STATED GOAL:
How many lines in the material below contain the string "side"? Matches must have the same case, and the reply should be only the number.

ENTRIES:
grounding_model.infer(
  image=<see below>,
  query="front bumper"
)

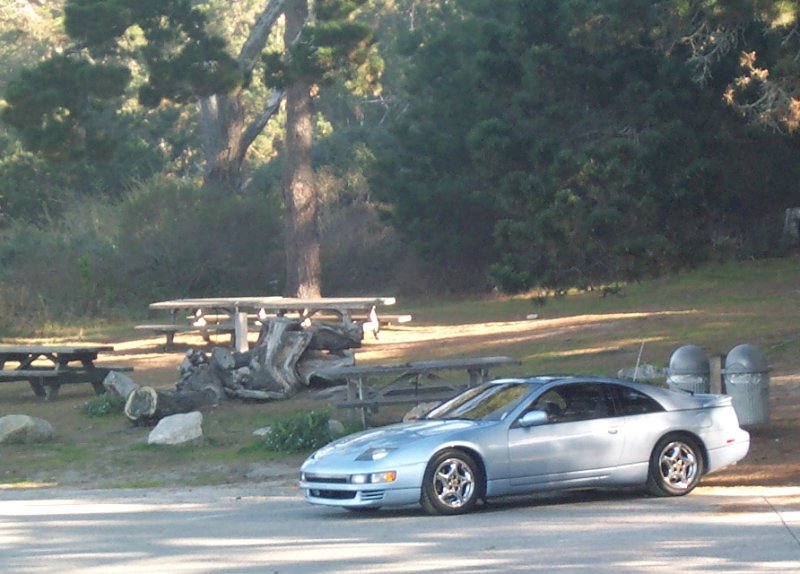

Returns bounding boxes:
[300,464,425,508]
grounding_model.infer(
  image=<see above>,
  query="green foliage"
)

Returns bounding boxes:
[0,180,283,334]
[2,56,130,160]
[64,0,244,107]
[264,411,332,453]
[262,0,383,95]
[80,393,125,418]
[372,0,800,292]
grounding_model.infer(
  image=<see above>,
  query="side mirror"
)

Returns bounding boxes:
[519,410,547,428]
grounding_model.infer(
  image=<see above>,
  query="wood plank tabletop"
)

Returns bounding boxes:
[0,344,114,355]
[150,296,395,311]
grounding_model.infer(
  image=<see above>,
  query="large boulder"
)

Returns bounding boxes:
[0,415,53,444]
[147,411,203,445]
[103,371,139,400]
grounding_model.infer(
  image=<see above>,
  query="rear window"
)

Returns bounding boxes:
[617,386,664,415]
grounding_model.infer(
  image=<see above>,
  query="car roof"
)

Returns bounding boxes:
[492,375,702,411]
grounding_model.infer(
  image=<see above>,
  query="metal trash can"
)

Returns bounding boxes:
[667,345,711,393]
[722,344,770,425]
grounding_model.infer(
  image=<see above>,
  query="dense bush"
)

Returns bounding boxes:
[0,181,284,333]
[264,411,332,452]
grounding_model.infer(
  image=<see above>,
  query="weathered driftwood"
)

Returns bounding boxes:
[131,317,362,422]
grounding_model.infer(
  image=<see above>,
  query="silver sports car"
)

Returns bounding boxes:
[300,376,750,514]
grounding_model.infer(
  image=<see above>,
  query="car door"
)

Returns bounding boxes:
[508,382,625,488]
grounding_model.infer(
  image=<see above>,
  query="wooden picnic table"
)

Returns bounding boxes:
[0,345,132,400]
[315,356,521,426]
[145,296,395,352]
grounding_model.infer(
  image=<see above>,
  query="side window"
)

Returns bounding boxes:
[533,383,614,422]
[617,386,664,415]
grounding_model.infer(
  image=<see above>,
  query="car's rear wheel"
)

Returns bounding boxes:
[420,449,483,514]
[647,435,703,496]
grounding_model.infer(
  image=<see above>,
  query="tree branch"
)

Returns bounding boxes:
[239,0,284,72]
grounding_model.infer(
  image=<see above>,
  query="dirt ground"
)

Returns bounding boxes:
[94,321,800,486]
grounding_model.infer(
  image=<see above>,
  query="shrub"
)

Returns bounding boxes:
[265,411,332,452]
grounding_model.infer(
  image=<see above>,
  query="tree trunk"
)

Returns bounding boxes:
[200,91,247,191]
[284,0,320,298]
[200,0,284,192]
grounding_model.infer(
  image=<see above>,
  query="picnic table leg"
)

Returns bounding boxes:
[347,376,367,428]
[28,377,47,398]
[233,312,250,353]
[44,380,61,401]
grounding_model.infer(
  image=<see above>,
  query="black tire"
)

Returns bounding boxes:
[420,448,484,515]
[647,435,704,496]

RESULT OF THE EXERCISE:
2